** Given problem 1 **
Using the mbuf text, say whether each statement below agrees with it. Answer yes or no for each, and quote the deciding words of the text exactly. (a) Converting legacy protocols such as XNS, ISO, or Appletalk is a mandatory part of the project. (b) The pointer returned by the proposed mptr() macro would be const. (c) The simplest proposed solution would make mbufs contiguous to a size of 1024 bytes.
#### Provided text
![]() |
& | ![]() |
The goal of the project is explicitely not adding new user-visible features, but to improve the current implementation and make the network stack more reliable.
Mandatory (must-have) components:
To ensure correct handling of read-only storage, the "const" qualifier should be used to leverage the compiler-provided checking.
Converting legacy protocols such as XNS, ISO, or Appletalk is optional.
Code which hasn't been converted because it did not match the new API well should be documented to provide basis for future improvements. Also there should be documentation of the assumptions made by current code, especially code that we can't change easily because it is shared with other projects.
Optional (would-be-nice) components:
Finally, two patches need to be applied: files.patch and netccitt.patch.
There is also an optional xen.patch, suggested by Manuel Bouyer, which is useful for debugging read-only mbufs under NetBSD/Xen 2 unprivileged domain. If READONLY_MBUF is defined, the xennet driver maps the external storage read-only, so any code attempting to write there crashes the kernel.
For testing the new routines there is a possibility to compile them in an userland application, which is much easier to debug than kernel. See a separate page for details.
Documentation of the API is provided in the form of an updated mbuf(9) man page (search for mptr, m_datarange and M_SETCONTIGSIZE).
if (m->m_len < sizeof(struct ether_header)) {
m = m_pullup(m, sizeof(struct ether_header));
if (m == NULL)
return NULL;
}
eh = mtod(m, struct ether_header *);
Given that this idiom is very common, this should be replaced by something simpler. More importantly, the mtod() should be replaced by a macro which does check the length and writability to make the code which does not use m_pullup() to reliably fail if the assumptions are incorrect. Currently, such code mostly works, leading to hard-to-repeat bugs.
With suggestions from my mentors, we determined a possible way to achieve this goal. One would introduce a macro, say mptr(), which would take as argument the type of the structure whose pointer is to be obtained, unlike the current mtod, which takes the type of the pointer itself. It would apply sizeof to the type and ensure (with m_pullup) that the mbuf data are contiguous in a sufficient length to contain the whole structure. The returned pointer would be const.
There would be also a variant to return a writable pointer (which would make the mbuf writable automatically). And also a variant to skip the m_pullup if the caller somehow knows that the data are already contiguous. This would optionally check and panic if this assumption is incorrect.
This involves modifying lots of places, but the modifications should be quite straightforward ant the not-yet-modified code would continue to work.
To avoid calls to m_pullup or its equivalent, the mbufs should be made contiguous as soon as possible, preferably when enetring an encapsulation layer (like IP or Ethernet). At every entry to such encapsulation layer, the mbuf would be made contiguous to a size sufficient for headers of this layer. A simplest solution would be to use a size of 512 bytes, which should be enough. Then, all places in this layer where one can be sure that this is enough can stop using m_pullup or an equivalent. They should be converted to the above-proposed variant of mptr, which does not do the m_pullup, but optionally checks and panics.
A variant of the above would be to use some knowledge about the current layer's needs, to pullup only the necessary amount and not an arbitrary length as 512 bytes.
########
** Given problem 2 **
Pick out every row below that contains the string "column" and copy each of those rows in full.
#### Data excerpts
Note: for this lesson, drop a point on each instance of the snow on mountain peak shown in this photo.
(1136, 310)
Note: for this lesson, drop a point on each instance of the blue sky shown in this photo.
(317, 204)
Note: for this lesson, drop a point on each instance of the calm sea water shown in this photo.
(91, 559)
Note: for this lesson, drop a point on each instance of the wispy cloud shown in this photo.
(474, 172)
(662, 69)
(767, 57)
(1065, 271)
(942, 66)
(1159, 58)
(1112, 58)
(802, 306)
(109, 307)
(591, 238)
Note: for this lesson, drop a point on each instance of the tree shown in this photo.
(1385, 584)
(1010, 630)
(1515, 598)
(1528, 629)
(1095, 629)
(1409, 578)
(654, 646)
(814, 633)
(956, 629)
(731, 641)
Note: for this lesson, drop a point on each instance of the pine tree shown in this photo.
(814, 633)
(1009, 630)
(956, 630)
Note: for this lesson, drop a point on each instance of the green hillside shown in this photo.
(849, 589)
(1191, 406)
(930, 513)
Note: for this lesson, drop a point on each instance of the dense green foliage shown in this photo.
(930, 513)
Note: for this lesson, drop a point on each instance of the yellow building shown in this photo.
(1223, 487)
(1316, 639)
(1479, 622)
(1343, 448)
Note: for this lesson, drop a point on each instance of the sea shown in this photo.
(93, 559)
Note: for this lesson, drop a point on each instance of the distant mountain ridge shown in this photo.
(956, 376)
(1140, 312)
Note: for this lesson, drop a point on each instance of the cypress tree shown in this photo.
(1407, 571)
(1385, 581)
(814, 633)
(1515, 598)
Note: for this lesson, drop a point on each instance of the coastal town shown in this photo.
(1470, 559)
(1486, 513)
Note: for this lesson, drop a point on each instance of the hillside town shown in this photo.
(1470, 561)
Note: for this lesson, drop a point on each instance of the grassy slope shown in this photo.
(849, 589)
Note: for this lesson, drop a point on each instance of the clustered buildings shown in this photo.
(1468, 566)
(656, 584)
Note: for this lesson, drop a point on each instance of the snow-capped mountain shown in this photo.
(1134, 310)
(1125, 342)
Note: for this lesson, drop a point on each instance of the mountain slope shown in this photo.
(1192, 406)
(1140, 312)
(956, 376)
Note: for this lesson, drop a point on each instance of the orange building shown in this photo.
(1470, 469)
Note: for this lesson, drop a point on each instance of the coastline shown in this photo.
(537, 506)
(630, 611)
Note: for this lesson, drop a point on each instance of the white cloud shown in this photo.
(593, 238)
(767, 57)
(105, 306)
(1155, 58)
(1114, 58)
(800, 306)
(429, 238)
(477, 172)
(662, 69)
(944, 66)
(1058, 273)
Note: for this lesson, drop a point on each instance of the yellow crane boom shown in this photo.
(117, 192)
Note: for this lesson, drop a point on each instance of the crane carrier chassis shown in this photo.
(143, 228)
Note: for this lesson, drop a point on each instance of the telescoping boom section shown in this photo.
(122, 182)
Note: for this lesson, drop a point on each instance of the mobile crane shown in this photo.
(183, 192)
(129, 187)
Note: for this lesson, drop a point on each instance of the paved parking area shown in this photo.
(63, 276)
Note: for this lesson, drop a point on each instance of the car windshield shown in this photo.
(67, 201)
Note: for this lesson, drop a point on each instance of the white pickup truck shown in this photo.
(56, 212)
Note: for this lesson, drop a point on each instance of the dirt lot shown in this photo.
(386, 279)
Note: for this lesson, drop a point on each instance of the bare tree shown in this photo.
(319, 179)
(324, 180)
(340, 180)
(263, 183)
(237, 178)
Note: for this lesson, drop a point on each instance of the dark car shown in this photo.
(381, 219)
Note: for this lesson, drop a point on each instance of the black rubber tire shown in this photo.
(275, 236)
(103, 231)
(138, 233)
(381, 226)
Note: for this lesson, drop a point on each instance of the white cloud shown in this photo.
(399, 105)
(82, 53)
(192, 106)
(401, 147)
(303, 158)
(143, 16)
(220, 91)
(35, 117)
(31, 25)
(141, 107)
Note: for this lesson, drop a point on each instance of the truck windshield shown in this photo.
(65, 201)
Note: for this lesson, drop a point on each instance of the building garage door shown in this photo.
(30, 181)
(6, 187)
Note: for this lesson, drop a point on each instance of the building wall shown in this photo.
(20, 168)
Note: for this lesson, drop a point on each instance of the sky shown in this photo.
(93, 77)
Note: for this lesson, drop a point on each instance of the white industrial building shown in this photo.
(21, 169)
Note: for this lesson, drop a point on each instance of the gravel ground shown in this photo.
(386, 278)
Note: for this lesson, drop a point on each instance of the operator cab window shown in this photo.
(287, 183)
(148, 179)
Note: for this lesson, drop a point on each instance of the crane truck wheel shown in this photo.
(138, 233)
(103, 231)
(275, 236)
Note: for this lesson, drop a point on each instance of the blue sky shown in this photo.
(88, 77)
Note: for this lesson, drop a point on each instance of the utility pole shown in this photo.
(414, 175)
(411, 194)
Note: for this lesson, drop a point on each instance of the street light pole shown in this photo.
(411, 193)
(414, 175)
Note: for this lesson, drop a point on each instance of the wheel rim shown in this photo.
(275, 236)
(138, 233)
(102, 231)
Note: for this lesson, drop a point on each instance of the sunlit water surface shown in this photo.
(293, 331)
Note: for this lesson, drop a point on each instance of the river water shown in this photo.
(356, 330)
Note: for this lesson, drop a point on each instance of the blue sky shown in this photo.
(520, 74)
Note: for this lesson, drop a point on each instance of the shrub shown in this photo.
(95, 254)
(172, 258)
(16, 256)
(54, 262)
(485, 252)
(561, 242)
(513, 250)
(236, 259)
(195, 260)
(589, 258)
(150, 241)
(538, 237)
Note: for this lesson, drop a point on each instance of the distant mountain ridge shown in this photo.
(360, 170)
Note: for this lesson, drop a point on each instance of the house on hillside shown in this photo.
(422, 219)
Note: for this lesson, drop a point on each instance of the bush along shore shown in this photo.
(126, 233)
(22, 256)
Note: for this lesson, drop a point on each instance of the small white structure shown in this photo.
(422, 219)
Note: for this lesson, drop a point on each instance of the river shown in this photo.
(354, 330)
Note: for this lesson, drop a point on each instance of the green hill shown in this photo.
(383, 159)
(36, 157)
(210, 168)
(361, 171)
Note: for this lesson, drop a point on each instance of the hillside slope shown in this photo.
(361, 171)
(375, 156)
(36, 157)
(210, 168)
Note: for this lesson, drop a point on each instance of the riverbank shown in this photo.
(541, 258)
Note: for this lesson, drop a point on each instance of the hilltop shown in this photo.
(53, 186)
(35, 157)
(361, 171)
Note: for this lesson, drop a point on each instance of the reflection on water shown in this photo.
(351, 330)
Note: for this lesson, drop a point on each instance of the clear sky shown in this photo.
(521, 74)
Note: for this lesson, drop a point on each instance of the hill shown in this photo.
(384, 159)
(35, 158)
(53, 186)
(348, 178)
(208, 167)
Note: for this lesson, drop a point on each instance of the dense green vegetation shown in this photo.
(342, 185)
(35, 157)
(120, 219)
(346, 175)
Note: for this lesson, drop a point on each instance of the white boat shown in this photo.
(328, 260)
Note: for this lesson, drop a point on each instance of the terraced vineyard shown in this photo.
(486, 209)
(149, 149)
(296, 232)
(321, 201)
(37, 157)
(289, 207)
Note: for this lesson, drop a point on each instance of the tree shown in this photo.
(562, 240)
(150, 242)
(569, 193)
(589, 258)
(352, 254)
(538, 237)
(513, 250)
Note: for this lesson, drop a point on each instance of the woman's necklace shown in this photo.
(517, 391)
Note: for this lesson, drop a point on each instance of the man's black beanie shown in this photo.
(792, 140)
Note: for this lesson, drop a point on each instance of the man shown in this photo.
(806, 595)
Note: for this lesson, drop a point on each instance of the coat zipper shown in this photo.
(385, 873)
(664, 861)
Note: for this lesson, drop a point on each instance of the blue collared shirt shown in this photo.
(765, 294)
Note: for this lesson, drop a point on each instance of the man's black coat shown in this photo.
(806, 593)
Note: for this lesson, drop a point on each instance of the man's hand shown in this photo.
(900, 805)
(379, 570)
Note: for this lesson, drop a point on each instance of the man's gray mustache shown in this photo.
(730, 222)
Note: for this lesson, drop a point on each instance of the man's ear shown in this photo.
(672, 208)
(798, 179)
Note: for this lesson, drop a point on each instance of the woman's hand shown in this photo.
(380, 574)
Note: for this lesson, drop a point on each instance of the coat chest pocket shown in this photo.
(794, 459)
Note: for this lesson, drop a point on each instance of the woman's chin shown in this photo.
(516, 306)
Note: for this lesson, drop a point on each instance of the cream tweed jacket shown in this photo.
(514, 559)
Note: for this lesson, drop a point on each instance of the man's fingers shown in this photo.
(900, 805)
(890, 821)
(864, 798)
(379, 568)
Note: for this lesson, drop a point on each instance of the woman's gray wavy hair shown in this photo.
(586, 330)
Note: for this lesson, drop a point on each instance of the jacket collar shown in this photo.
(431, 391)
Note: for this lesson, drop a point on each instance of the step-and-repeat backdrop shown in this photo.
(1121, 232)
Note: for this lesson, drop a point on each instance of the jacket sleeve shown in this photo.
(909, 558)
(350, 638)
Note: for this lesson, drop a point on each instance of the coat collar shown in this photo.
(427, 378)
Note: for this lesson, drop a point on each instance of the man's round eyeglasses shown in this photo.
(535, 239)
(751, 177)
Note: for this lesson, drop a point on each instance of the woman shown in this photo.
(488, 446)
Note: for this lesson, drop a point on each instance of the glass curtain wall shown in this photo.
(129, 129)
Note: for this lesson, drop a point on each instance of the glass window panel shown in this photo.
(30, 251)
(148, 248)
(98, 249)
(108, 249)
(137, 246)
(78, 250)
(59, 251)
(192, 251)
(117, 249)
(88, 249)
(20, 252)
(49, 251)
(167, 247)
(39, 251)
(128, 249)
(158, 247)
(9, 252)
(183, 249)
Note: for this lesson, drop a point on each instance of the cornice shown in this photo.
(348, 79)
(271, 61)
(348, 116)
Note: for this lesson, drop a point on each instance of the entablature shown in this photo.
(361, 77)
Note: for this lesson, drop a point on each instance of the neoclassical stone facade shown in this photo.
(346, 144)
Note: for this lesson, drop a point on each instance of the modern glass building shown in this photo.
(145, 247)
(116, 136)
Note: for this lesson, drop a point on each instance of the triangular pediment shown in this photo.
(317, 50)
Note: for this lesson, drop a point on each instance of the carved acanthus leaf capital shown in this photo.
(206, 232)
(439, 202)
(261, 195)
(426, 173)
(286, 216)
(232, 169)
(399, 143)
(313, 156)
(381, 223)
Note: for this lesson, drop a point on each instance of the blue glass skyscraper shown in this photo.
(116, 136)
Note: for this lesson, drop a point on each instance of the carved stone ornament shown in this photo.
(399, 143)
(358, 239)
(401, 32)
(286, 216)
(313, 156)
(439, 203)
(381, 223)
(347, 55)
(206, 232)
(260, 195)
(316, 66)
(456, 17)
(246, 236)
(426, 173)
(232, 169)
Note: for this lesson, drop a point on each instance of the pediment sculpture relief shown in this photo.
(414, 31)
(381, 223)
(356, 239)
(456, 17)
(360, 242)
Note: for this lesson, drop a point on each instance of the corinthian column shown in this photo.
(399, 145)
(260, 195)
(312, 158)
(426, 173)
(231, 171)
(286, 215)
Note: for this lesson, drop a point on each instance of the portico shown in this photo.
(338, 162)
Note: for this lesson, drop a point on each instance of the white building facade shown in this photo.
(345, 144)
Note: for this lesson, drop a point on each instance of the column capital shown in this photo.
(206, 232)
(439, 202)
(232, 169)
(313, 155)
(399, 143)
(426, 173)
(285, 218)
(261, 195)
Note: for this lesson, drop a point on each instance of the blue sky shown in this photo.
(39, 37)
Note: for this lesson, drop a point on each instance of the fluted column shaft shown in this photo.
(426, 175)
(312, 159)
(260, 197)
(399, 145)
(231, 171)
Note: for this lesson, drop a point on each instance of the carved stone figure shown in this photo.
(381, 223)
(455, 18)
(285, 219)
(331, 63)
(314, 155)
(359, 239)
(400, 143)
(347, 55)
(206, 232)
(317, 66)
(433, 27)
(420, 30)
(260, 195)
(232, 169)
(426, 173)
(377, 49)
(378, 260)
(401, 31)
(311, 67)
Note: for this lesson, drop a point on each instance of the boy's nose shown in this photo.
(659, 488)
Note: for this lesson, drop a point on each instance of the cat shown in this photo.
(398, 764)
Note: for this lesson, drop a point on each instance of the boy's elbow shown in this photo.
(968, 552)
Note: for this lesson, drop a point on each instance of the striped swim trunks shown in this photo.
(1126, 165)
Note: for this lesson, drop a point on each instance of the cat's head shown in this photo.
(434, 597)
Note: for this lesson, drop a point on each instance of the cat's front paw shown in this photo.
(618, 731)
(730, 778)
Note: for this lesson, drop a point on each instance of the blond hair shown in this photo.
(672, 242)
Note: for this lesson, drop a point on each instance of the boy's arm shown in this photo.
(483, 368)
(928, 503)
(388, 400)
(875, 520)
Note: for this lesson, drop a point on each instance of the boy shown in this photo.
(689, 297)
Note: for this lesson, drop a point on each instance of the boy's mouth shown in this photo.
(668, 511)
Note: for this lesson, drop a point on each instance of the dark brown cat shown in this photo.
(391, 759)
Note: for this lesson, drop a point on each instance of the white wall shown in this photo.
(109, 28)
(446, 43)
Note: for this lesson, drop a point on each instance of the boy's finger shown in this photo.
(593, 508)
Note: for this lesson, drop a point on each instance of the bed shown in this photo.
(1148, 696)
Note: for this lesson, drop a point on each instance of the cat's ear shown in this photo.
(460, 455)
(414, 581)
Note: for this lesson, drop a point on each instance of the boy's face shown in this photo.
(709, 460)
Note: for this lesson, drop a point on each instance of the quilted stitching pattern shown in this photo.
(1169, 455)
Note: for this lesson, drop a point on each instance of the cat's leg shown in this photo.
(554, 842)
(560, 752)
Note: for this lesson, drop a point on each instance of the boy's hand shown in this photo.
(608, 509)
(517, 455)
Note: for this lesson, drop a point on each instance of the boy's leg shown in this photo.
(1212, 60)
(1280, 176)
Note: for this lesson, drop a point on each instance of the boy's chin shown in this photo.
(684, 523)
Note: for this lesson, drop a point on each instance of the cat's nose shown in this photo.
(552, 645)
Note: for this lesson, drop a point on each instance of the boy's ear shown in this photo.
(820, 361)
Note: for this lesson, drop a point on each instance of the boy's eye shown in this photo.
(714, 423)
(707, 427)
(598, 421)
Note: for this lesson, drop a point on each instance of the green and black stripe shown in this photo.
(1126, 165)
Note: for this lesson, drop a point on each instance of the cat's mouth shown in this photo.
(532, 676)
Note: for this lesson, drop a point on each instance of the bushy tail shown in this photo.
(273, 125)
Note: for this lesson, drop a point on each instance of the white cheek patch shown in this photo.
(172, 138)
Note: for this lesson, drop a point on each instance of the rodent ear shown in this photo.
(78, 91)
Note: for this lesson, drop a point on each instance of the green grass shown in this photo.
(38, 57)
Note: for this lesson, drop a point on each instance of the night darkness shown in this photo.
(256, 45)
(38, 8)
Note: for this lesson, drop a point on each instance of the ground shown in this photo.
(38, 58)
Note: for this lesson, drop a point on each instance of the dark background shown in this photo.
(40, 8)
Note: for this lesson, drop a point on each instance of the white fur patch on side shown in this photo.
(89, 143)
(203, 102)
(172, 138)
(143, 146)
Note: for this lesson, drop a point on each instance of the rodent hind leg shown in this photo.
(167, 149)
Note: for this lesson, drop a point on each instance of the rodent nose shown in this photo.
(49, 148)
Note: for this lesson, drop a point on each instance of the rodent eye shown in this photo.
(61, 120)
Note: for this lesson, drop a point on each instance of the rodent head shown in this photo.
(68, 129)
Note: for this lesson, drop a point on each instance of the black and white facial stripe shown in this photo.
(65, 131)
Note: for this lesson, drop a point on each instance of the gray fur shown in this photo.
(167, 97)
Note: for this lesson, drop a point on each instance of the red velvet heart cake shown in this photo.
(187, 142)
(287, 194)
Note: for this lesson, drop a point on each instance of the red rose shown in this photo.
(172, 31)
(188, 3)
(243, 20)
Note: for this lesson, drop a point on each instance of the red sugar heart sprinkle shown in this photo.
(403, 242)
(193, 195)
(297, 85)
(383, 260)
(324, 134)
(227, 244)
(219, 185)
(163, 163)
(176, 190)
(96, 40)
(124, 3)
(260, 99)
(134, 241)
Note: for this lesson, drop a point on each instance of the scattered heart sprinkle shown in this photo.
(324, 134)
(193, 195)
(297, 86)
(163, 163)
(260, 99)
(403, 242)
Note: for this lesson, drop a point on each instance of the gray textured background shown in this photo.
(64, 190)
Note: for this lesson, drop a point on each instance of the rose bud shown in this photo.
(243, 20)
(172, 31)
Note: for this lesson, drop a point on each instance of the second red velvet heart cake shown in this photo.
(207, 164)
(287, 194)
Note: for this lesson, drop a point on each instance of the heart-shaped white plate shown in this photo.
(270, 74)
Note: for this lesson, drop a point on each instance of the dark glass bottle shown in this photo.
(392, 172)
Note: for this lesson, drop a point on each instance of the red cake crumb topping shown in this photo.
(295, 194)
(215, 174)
########
** Final answer 1 **
(a) No: "Converting legacy protocols such as XNS, ISO, or Appletalk is optional."
(b) Yes: "The returned pointer would be const."
(c) No: "A simplest solution would be to use a size of 512 bytes, which should be enough."

** Final answer 2 **
Note: for this lesson, drop a point on each instance of the corinthian column shown in this photo.
Note: for this lesson, drop a point on each instance of the column capital shown in this photo.
Note: for this lesson, drop a point on each instance of the fluted column shaft shown in this photo.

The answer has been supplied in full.